(Excerpted passage)
'''
# Question about joining MARSOC



## LCwrestling (May 18, 2010)

I am thinking about joining MARSOC, but first I am going to go to college. After college i dont mind going enlisted or officer, but if i did not become a ground officer for some reason i would not be able to join MARSOC, so what should i do?


----------



## ritterk (May 18, 2010)

You need to do some research on this before asking questions about joining MARSOC.  First off I'm not in MARSOC, but as far as I know they are taking officers from any MOS as long as your monitor will release you, which can be difficult depending on the need of the Marine Corps.  There has been a lot of discussion on this topic already, read through the threads and try to post a question that hasn't already been addressed.  Don't start with the typical "I want to be a killer I kick ass at sports, run 200 miles per week, work out 7 times a day, and other crap like that.  Look into the Marine Corps reserves, I'm assuming that you are not in the Marine Corps so for all you know you could completely hate being a Marine, yes it does happen.  So to answer your "what should I do," question: Join the reserves (so you can do college at the same time), make it through boot camp, complete the School of Infantry and decide if you really want to invest a lot of time and effort into joining MARSOC, because it is not an easy task.


----------



## cbiwv (May 18, 2010)

I love how guys who aren't even in service think they can come right in and assume they are Special Ops material.


----------



## LCwrestling (May 18, 2010)

I haven't assumed that I am spec ops material, it is something that i hope to do. I'm sorry if that came out wrong.


----------



## cbiwv (May 18, 2010)

There are plenty of guys who do not make it through Marine Corps boot camp. Maybe you should do that first.
'''
(What is being asked)
Copy the part of the MARSOC thread starting at "I haven't assumed" and ending at "do that first.", swapping "boot camp" for "recruit training" wherever it occurs. The lines after this point are separate material, unrelated to the MARSOC thread.

(Data segment)
'''
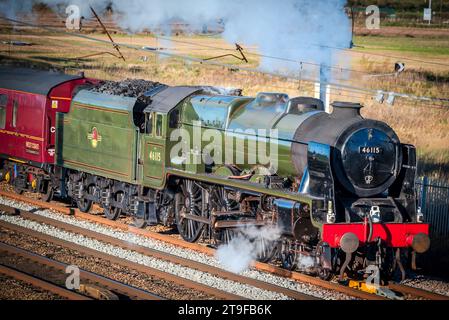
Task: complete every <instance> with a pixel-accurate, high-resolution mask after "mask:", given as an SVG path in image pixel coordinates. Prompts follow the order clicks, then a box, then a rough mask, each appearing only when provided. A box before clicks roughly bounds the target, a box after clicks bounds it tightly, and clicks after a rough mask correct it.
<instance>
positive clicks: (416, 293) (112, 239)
mask: <svg viewBox="0 0 449 320" xmlns="http://www.w3.org/2000/svg"><path fill="white" fill-rule="evenodd" d="M0 196H4V197H7V198H10V199H13V200H17V201H23V202H26V203H29V204H30V205H33V206H38V207H40V208H42V209H50V210H54V211H57V212H60V213H63V214H66V215H71V216H75V217H76V218H79V219H82V220H87V221H89V222H94V223H97V224H100V225H104V226H108V227H113V228H116V229H120V230H122V231H126V232H129V233H133V234H136V235H140V236H144V237H146V238H150V239H153V240H158V241H162V242H165V243H167V244H170V245H174V246H177V247H181V248H184V249H189V250H193V251H197V252H200V253H202V254H205V255H208V256H213V255H214V254H215V250H214V249H212V248H210V247H206V246H203V245H200V244H197V243H188V242H185V241H182V240H181V239H178V238H174V237H170V236H167V235H164V234H159V233H156V232H152V231H148V230H143V229H138V228H135V227H133V226H129V225H126V224H124V223H122V222H119V221H111V220H108V219H106V218H103V217H100V216H96V215H91V214H85V213H82V212H80V211H79V210H77V209H74V208H69V207H67V206H65V205H62V204H60V203H46V202H42V201H39V200H35V199H30V198H23V197H21V196H18V195H16V194H13V193H9V192H5V191H1V190H0ZM15 211H16V212H15V213H16V214H20V212H18V211H20V210H15ZM24 214H25V215H26V216H29V217H30V218H33V217H34V218H35V219H40V221H44V220H42V219H41V217H40V216H38V217H36V215H32V214H30V213H26V212H24ZM47 219H48V218H47ZM50 220H51V219H50ZM47 222H48V221H47ZM71 227H72V228H79V227H74V226H71ZM79 229H81V230H84V229H82V228H79ZM72 230H75V229H72ZM81 230H78V231H81ZM102 236H104V235H102ZM107 240H111V241H112V242H115V241H117V240H116V239H115V240H114V238H113V239H107ZM133 247H135V246H134V245H133ZM141 249H142V250H144V251H147V250H151V249H148V248H141ZM145 253H147V254H150V252H145ZM171 259H174V260H177V259H179V257H175V256H172V257H171ZM174 260H172V261H174ZM184 263H185V261H184ZM194 264H196V266H198V263H194ZM253 267H254V268H255V269H256V270H259V271H263V272H268V273H271V274H274V275H277V276H281V277H285V278H287V279H291V280H294V281H297V282H301V283H308V284H311V285H314V286H317V287H321V288H324V289H327V290H332V291H336V292H339V293H342V294H345V295H348V296H351V297H354V298H358V299H369V300H388V298H386V297H383V296H379V295H375V294H371V293H368V292H364V291H360V290H357V289H354V288H350V287H347V286H344V285H340V284H338V283H334V282H329V281H324V280H321V279H319V278H315V277H312V276H308V275H305V274H302V273H298V272H294V271H289V270H285V269H282V268H279V267H276V266H273V265H270V264H266V263H260V262H254V264H253ZM202 268H204V266H202ZM207 268H208V269H209V270H210V269H211V266H207ZM217 269H218V270H217ZM213 272H225V271H223V270H222V269H219V268H213ZM227 276H231V277H232V278H233V279H235V281H238V280H241V279H238V278H236V277H238V275H235V274H233V273H229V274H227ZM390 289H391V290H394V291H396V292H400V293H402V294H404V295H406V296H409V297H410V296H413V297H420V298H424V299H435V300H441V299H443V300H444V299H448V298H447V297H446V296H442V295H439V294H435V293H432V292H429V291H426V290H421V289H415V288H412V287H409V286H404V285H399V284H393V285H392V286H390ZM287 290H288V289H287ZM283 291H284V290H283ZM290 291H291V290H290ZM283 293H286V294H287V295H288V296H290V297H292V298H295V299H305V298H311V297H310V296H307V297H301V295H299V296H294V295H291V294H292V292H285V291H284V292H283Z"/></svg>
'''
(Problem solution)
I haven't assumed that I am spec ops material, it is something that i hope to do. I'm sorry if that came out wrong.


----------



## cbiwv (May 18, 2010)

There are plenty of guys who do not make it through Marine Corps recruit training. Maybe you should do that first.